(Dati di segmentazione delle regioni)
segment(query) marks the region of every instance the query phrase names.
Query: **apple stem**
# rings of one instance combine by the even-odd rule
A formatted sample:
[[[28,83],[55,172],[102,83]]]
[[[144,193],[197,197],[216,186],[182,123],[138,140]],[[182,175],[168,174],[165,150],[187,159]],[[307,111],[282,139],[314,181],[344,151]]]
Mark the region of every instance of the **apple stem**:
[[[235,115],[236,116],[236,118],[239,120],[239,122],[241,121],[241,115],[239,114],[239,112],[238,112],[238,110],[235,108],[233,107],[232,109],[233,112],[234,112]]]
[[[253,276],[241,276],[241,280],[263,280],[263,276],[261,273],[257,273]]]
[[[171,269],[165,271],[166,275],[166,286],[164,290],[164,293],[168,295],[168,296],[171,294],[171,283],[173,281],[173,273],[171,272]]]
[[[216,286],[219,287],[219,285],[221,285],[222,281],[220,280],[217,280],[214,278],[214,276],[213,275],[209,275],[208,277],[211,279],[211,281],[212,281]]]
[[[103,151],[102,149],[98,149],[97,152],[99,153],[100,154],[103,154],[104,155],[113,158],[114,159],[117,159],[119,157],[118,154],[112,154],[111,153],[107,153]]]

▶ [Consegna] Per favore, disponi tutte le righe del materiale in una tabella Markdown con le colonne «Numero» e «Riga», senza le righe vuote.

▶ [La risposta]
| Numero | Riga |
|---|---|
| 1 | segment(query) marks the region of every instance the query phrase names. |
| 2 | Query: **apple stem** |
| 3 | # rings of one instance combine by the even-odd rule |
| 4 | A formatted sample: |
| 5 | [[[28,83],[55,172],[102,83]]] |
| 6 | [[[144,193],[197,197],[216,186],[182,123],[138,140]],[[182,175],[168,174],[165,150],[187,159]],[[307,111],[282,139],[314,181],[344,151]]] |
| 7 | Mark the region of every instance of the **apple stem**: |
| 8 | [[[235,115],[236,116],[236,118],[239,120],[239,122],[241,121],[241,115],[239,114],[239,112],[238,112],[238,110],[235,108],[233,107],[232,109],[233,112],[234,112]]] |
| 9 | [[[253,276],[241,276],[241,280],[263,280],[263,276],[261,273],[257,273]]] |
| 10 | [[[171,269],[165,271],[166,275],[166,286],[164,290],[164,293],[168,295],[168,296],[171,294],[171,283],[173,281],[173,273],[171,272]]] |
| 11 | [[[216,286],[219,287],[219,285],[221,285],[222,281],[220,280],[217,280],[214,278],[214,276],[213,275],[209,275],[208,277],[211,279],[211,281],[212,281]]] |
| 12 | [[[103,151],[102,149],[98,149],[97,152],[99,153],[100,154],[103,154],[104,155],[113,158],[114,159],[117,159],[119,157],[118,154],[112,154],[111,153],[107,153]]] |